### [YOUR GOAL]
Each record below is to be output unchanged, and any picture is to be dropped.

### [RECORDS PROVIDED]
>>
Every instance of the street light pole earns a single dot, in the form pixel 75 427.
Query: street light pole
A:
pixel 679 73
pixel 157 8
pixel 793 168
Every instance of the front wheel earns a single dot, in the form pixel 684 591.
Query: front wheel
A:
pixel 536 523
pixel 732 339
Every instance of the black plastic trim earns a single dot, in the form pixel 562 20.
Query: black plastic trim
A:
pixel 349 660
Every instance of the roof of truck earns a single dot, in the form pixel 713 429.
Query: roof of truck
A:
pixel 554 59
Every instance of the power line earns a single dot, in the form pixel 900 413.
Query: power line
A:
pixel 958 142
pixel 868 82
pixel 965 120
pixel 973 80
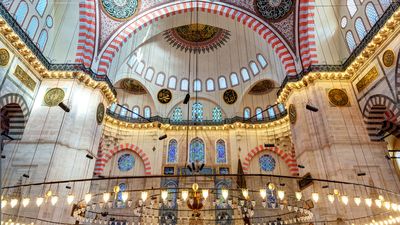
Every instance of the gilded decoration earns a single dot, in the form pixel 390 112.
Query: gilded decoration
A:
pixel 338 97
pixel 230 96
pixel 164 96
pixel 54 96
pixel 197 37
pixel 4 57
pixel 120 9
pixel 367 79
pixel 292 114
pixel 100 113
pixel 24 78
pixel 388 58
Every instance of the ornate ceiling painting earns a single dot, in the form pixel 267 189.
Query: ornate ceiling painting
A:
pixel 197 37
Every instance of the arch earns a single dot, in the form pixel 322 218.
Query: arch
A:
pixel 257 24
pixel 374 115
pixel 105 156
pixel 287 158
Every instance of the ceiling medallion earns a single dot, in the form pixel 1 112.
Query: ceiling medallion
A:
pixel 230 96
pixel 338 97
pixel 274 9
pixel 164 96
pixel 100 113
pixel 120 9
pixel 54 96
pixel 388 58
pixel 197 37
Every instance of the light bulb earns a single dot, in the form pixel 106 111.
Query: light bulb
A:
pixel 25 202
pixel 144 195
pixel 106 196
pixel 281 194
pixel 164 195
pixel 368 202
pixel 298 195
pixel 357 200
pixel 263 193
pixel 245 193
pixel 39 201
pixel 315 196
pixel 205 193
pixel 225 193
pixel 124 196
pixel 345 199
pixel 88 197
pixel 13 202
pixel 70 199
pixel 185 195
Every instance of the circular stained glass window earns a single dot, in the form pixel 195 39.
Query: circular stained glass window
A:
pixel 126 162
pixel 267 163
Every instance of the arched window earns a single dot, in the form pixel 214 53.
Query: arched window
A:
pixel 262 61
pixel 197 112
pixel 149 74
pixel 197 85
pixel 210 85
pixel 32 27
pixel 172 151
pixel 177 115
pixel 220 151
pixel 197 151
pixel 21 12
pixel 371 13
pixel 136 111
pixel 352 7
pixel 245 74
pixel 350 41
pixel 360 28
pixel 254 68
pixel 234 79
pixel 172 82
pixel 160 79
pixel 147 112
pixel 246 113
pixel 42 40
pixel 259 113
pixel 184 85
pixel 222 82
pixel 217 114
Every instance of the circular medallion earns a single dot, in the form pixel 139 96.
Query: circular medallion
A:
pixel 54 96
pixel 292 114
pixel 388 58
pixel 120 9
pixel 100 113
pixel 274 9
pixel 164 96
pixel 4 57
pixel 230 96
pixel 338 97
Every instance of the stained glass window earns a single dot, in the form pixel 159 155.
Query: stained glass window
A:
pixel 177 115
pixel 221 151
pixel 197 152
pixel 267 163
pixel 126 162
pixel 21 12
pixel 172 150
pixel 217 114
pixel 197 112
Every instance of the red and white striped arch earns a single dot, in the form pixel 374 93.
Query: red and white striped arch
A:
pixel 105 156
pixel 287 158
pixel 219 8
pixel 87 32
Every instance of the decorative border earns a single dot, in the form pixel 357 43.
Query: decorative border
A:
pixel 107 155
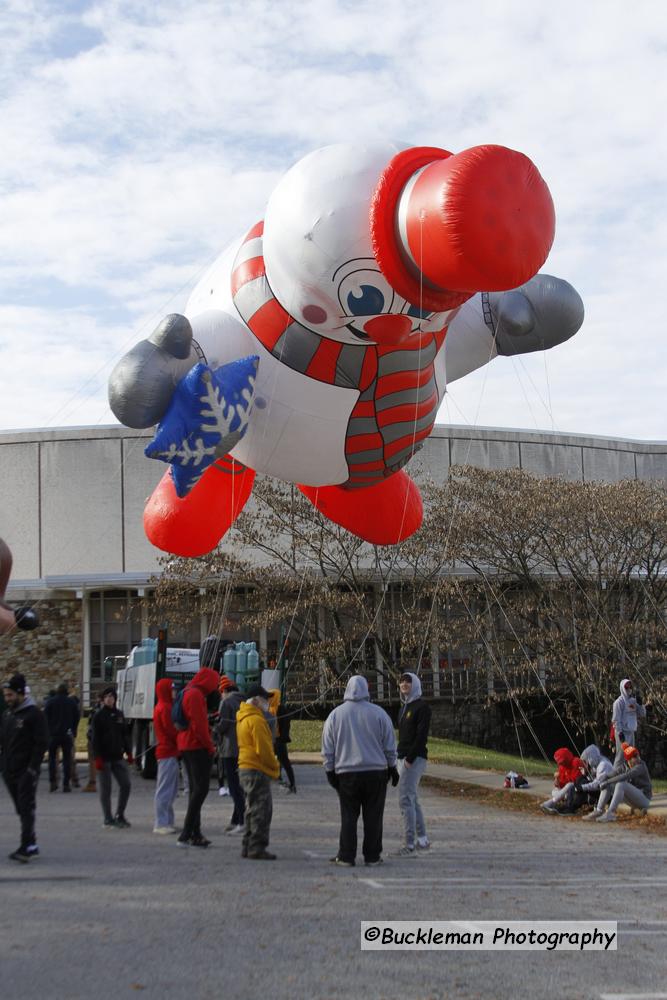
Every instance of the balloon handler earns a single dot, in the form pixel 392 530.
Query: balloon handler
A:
pixel 318 347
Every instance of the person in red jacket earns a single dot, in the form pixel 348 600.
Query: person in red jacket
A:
pixel 196 746
pixel 166 753
pixel 568 777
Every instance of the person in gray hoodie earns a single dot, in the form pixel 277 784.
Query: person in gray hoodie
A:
pixel 599 769
pixel 359 754
pixel 630 782
pixel 625 715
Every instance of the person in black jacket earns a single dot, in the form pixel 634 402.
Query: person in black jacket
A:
pixel 62 717
pixel 24 738
pixel 414 721
pixel 111 740
pixel 284 721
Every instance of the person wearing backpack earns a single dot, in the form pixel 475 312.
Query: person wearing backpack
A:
pixel 196 746
pixel 166 754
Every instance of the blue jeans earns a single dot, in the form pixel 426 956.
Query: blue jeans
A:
pixel 411 810
pixel 166 791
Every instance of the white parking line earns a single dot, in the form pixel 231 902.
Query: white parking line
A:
pixel 420 881
pixel 633 996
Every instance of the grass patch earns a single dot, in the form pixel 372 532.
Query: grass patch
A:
pixel 307 737
pixel 525 802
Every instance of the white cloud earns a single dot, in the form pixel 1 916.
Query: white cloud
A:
pixel 138 140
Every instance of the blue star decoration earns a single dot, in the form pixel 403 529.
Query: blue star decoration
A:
pixel 208 415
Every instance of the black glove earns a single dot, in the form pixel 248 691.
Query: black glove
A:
pixel 26 618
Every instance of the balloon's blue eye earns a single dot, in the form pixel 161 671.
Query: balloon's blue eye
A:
pixel 370 302
pixel 418 313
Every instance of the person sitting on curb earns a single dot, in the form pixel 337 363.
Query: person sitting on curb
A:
pixel 566 800
pixel 258 766
pixel 599 768
pixel 631 784
pixel 568 772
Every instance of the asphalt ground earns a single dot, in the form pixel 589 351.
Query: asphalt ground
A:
pixel 115 913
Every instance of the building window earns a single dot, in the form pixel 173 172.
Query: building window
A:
pixel 115 626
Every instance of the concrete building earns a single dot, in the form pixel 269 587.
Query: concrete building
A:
pixel 71 504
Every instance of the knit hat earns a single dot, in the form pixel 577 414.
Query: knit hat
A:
pixel 16 683
pixel 257 691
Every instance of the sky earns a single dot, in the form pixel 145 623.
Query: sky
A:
pixel 139 139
<<
### [SOLVED PROBLEM]
Every instance of the street light pole earns a single dot, in the form pixel 75 427.
Query: street light pole
A:
pixel 679 73
pixel 157 8
pixel 793 168
Every instance of the front wheel earns a single dot, in the form pixel 684 591.
Query: front wheel
A:
pixel 536 523
pixel 732 339
Every instance of the black plastic trim earns a single dot, in the form pixel 562 20.
Query: black plastic trim
A:
pixel 349 660
Every instance of the roof of truck earns a single dot, in the form pixel 713 429.
Query: roof of truck
A:
pixel 554 59
Every instance of the power line earns a single dot, in the form pixel 900 413.
Query: power line
A:
pixel 958 142
pixel 868 82
pixel 965 120
pixel 973 80
Every instance of the gilded decoration earns a single dot, in the form pixel 390 112.
Query: gilded decoration
A:
pixel 338 97
pixel 230 96
pixel 164 96
pixel 54 96
pixel 197 37
pixel 4 57
pixel 120 9
pixel 367 79
pixel 292 114
pixel 100 113
pixel 24 78
pixel 388 58
Every instance of the ornate ceiling painting earns a single dot, in the form pixel 267 189.
Query: ornate ceiling painting
A:
pixel 197 37
Every instance of the arch earns a single dot, in the form pixel 322 218.
Query: arch
A:
pixel 257 24
pixel 374 115
pixel 105 156
pixel 287 158
Every instance of the ceiling medallion earns a single dot, in the form pixel 1 112.
Query: ceiling medallion
A:
pixel 230 96
pixel 338 97
pixel 274 9
pixel 164 96
pixel 100 113
pixel 120 9
pixel 54 96
pixel 388 58
pixel 197 37
Every instance of the light bulb earns a single dot, in the form pixel 106 111.
Query: light bulb
A:
pixel 25 202
pixel 144 195
pixel 106 196
pixel 281 194
pixel 164 195
pixel 368 202
pixel 298 195
pixel 357 200
pixel 263 193
pixel 245 193
pixel 39 201
pixel 315 196
pixel 205 193
pixel 225 193
pixel 124 196
pixel 345 199
pixel 88 197
pixel 13 202
pixel 70 199
pixel 185 195
Every instance of the circular stained glass window earns a single dot, in the form pixel 195 39.
Query: circular stained glass window
A:
pixel 126 162
pixel 267 163
Every instance of the arched window earns a single dot, in the form pixel 214 53.
Query: arched window
A:
pixel 262 61
pixel 197 112
pixel 149 74
pixel 197 85
pixel 210 85
pixel 32 27
pixel 172 151
pixel 177 115
pixel 220 151
pixel 197 151
pixel 21 12
pixel 371 13
pixel 136 111
pixel 352 7
pixel 245 74
pixel 350 41
pixel 360 28
pixel 254 68
pixel 234 79
pixel 172 82
pixel 160 79
pixel 147 112
pixel 246 113
pixel 42 40
pixel 259 113
pixel 184 85
pixel 222 82
pixel 217 114
Every instance of the circular medallion earns a single dot, in the form pixel 139 96.
Query: circular medallion
A:
pixel 54 96
pixel 292 114
pixel 388 58
pixel 120 9
pixel 100 113
pixel 274 9
pixel 164 96
pixel 4 57
pixel 230 96
pixel 338 97
Every instance of the stained glass window earns a single dot, in the form pixel 159 155.
Query: stained glass window
A:
pixel 177 115
pixel 221 151
pixel 197 152
pixel 267 163
pixel 126 162
pixel 21 12
pixel 172 150
pixel 217 114
pixel 197 112
Every instance of the red and white striped arch earns a single dot, in the form pixel 374 93.
Query: red and white striped arch
A:
pixel 105 156
pixel 287 158
pixel 219 8
pixel 87 32
Every instance of the decorative border earns a single dot, in the form pixel 357 43.
Query: decorative border
A:
pixel 107 155
Every instance of the balloon handler earns a single dot, in the form pixel 392 530.
Query: balloon handler
A:
pixel 318 347
Every instance of the person in red jacket earns a single dot, in the form pixel 348 600.
Query: person in red jacket
A:
pixel 196 746
pixel 166 753
pixel 568 777
Every instance of the person in gray hoodie earns a single dot, in the form pixel 277 784.
Query: person in gray hoodie
A:
pixel 599 769
pixel 359 754
pixel 630 782
pixel 625 715
Every instance of the person in black jacket earns a single dot, in the form pixel 634 402.
Query: person in black jacket
A:
pixel 62 717
pixel 24 738
pixel 414 721
pixel 111 740
pixel 284 721
Every instance of the person wearing backpack earns a single dot, in the form pixel 475 312.
Query: person wearing backpack
A:
pixel 196 746
pixel 166 754
Every instance of the blue jeans earns a single dot, in the form pixel 426 956.
Query: blue jeans
A:
pixel 411 810
pixel 166 791
Every instance of the white parking line earns a single dot, in the form pixel 231 902.
Query: white parking line
A:
pixel 420 881
pixel 633 996
Every instance of the grass patch earns a single dot, in the form pixel 372 532.
Query: grass patch
A:
pixel 307 737
pixel 525 802
Every instance of the white cloud earns a single dot, in the form pixel 1 916.
Query: white cloud
A:
pixel 138 140
Every instance of the blue star decoration earns a single dot, in the form pixel 403 529.
Query: blue star decoration
A:
pixel 208 415
Every instance of the black glove earns a single dot, in the form pixel 248 691.
Query: black glove
A:
pixel 26 618
Every instance of the balloon's blue eye earns a single dot, in the form pixel 161 671.
Query: balloon's blue eye
A:
pixel 370 302
pixel 418 313
Every instance of the person sitting on curb earns a single dot, in the form pixel 337 363.
Query: person sitting on curb
A:
pixel 566 800
pixel 258 766
pixel 599 768
pixel 631 784
pixel 568 772
Every instance of the asphalt ground earns a single dot, in the form pixel 589 351.
Query: asphalt ground
A:
pixel 115 913
Every instance of the building window earns a single dot, in the form pixel 173 172.
Query: building window
A:
pixel 115 626
Every instance of the concrete building earns a single dot, in the form pixel 269 587.
Query: concrete building
A:
pixel 71 504
Every instance of the knit hat earns a single dot, in the form pixel 577 414.
Query: knit hat
A:
pixel 16 683
pixel 257 691
Every instance of the sky earns a single dot, in the form pixel 145 623.
Query: sky
A:
pixel 139 139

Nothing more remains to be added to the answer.